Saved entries
╔══
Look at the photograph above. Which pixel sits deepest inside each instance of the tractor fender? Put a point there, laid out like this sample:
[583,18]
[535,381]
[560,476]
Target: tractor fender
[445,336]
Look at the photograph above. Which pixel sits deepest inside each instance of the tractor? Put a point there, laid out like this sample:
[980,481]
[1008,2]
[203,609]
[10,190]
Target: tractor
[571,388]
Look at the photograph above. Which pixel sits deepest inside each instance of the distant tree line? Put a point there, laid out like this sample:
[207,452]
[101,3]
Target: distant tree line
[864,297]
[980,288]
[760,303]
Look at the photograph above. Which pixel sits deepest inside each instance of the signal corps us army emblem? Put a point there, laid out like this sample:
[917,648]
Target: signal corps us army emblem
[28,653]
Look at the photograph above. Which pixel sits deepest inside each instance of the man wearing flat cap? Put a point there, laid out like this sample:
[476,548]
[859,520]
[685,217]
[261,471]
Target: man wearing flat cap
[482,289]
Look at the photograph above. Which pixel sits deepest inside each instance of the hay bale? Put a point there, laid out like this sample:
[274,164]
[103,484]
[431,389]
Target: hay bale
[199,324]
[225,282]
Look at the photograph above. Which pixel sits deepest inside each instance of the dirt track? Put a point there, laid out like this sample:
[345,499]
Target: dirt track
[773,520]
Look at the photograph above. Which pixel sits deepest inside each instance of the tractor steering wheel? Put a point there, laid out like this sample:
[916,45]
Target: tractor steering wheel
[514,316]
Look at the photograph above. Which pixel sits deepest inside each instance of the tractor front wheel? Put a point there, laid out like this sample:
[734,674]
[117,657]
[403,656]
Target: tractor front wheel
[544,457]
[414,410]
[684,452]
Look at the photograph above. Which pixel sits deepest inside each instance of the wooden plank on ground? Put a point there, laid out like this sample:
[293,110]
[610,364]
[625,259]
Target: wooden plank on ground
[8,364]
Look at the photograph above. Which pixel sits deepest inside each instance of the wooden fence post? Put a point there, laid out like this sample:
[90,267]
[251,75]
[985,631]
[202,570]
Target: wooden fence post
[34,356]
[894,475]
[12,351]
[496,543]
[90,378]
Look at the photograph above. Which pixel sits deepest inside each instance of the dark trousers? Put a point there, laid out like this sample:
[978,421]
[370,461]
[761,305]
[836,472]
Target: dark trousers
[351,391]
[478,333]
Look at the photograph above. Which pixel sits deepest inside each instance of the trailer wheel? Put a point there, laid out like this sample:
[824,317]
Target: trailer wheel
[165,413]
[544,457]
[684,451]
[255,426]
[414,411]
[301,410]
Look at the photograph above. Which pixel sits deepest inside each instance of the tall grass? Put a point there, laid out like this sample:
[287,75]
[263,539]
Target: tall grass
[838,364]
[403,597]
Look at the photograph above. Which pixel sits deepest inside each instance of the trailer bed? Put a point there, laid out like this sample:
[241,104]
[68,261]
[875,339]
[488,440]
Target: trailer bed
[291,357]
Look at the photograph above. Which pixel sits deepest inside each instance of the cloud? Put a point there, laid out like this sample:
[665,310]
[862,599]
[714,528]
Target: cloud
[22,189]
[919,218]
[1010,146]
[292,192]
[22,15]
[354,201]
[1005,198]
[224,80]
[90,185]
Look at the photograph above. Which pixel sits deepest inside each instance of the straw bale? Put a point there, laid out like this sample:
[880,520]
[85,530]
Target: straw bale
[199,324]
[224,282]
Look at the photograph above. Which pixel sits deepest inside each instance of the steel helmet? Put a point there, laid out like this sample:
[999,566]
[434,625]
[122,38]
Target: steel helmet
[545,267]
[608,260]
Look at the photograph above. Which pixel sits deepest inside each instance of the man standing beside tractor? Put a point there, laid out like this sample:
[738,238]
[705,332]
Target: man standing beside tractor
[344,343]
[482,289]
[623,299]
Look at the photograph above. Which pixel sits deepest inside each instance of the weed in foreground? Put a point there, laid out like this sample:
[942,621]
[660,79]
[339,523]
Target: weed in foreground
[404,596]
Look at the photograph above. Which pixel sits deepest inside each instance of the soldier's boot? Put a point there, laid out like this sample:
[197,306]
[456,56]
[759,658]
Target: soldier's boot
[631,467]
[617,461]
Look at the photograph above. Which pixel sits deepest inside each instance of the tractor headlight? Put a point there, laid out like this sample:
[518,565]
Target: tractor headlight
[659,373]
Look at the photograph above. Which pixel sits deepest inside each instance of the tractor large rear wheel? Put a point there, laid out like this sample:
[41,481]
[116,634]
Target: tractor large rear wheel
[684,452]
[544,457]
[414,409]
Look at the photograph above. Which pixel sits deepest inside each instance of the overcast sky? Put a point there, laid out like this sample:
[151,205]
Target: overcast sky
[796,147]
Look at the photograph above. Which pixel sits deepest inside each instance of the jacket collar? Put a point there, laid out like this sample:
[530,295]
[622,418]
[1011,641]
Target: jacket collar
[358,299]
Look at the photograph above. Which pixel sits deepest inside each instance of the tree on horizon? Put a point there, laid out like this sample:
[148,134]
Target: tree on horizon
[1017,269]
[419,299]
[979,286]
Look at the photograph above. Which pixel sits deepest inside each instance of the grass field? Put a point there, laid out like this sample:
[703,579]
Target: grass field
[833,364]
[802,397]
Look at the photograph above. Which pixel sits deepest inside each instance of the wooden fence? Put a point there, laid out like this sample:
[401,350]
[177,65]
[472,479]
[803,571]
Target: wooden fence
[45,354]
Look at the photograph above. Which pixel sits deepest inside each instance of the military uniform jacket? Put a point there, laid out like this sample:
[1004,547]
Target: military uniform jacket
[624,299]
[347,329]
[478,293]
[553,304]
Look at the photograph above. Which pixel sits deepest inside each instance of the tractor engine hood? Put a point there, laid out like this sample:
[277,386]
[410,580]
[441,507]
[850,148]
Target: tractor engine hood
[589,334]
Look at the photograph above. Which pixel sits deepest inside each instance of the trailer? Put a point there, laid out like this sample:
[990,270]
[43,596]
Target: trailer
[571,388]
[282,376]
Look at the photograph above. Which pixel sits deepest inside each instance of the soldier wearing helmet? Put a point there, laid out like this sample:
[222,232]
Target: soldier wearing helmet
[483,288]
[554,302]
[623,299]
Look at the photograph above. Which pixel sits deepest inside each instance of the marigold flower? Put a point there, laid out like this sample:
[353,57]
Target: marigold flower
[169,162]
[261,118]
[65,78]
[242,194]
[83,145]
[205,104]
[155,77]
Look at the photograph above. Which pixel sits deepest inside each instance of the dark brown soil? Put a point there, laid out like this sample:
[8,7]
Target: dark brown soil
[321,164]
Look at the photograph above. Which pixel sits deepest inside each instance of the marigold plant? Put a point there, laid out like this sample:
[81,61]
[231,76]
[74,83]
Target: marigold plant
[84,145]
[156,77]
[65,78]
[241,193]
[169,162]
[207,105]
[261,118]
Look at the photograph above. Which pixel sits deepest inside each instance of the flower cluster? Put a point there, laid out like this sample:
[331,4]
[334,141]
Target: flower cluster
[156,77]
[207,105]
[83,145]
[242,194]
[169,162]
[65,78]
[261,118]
╚══
╔══
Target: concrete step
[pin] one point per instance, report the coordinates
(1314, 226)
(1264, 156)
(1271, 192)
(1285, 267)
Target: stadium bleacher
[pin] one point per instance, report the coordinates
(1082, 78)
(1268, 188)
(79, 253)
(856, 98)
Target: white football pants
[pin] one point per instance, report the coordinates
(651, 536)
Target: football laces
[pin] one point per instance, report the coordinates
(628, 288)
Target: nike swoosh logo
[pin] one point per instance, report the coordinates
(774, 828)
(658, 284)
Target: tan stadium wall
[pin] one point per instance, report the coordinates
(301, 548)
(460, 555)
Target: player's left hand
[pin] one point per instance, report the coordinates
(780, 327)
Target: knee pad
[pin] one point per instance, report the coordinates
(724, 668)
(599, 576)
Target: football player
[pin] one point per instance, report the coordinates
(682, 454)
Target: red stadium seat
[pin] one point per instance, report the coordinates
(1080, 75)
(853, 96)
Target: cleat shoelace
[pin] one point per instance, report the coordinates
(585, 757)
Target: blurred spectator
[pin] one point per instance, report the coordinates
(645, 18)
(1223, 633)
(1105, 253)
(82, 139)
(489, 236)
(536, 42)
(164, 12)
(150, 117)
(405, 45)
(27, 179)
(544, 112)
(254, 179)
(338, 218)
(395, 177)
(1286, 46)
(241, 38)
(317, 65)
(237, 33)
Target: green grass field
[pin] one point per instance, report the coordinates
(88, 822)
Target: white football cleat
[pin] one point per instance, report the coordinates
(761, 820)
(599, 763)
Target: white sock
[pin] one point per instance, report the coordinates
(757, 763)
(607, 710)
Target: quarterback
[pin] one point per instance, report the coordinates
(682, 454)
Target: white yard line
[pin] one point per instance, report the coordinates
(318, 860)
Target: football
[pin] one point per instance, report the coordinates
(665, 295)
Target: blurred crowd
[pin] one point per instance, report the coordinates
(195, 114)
╚══
╔══
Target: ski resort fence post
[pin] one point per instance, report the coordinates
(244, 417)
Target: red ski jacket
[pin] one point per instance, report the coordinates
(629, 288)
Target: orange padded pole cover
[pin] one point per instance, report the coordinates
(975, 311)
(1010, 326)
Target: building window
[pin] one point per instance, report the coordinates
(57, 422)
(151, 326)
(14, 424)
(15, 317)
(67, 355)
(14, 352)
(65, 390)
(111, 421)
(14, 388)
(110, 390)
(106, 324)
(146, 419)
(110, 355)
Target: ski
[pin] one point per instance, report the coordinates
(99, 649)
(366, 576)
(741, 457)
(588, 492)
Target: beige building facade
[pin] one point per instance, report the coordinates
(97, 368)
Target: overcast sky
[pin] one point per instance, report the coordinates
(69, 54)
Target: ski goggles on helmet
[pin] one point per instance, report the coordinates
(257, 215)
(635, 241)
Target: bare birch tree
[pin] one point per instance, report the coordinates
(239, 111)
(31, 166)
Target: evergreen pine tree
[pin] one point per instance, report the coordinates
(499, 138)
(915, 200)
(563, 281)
╚══
* _What is being asked_
Using the entries above, state the number of lines that include "blurred". Add nothing else.

* _Output for this exercise_
2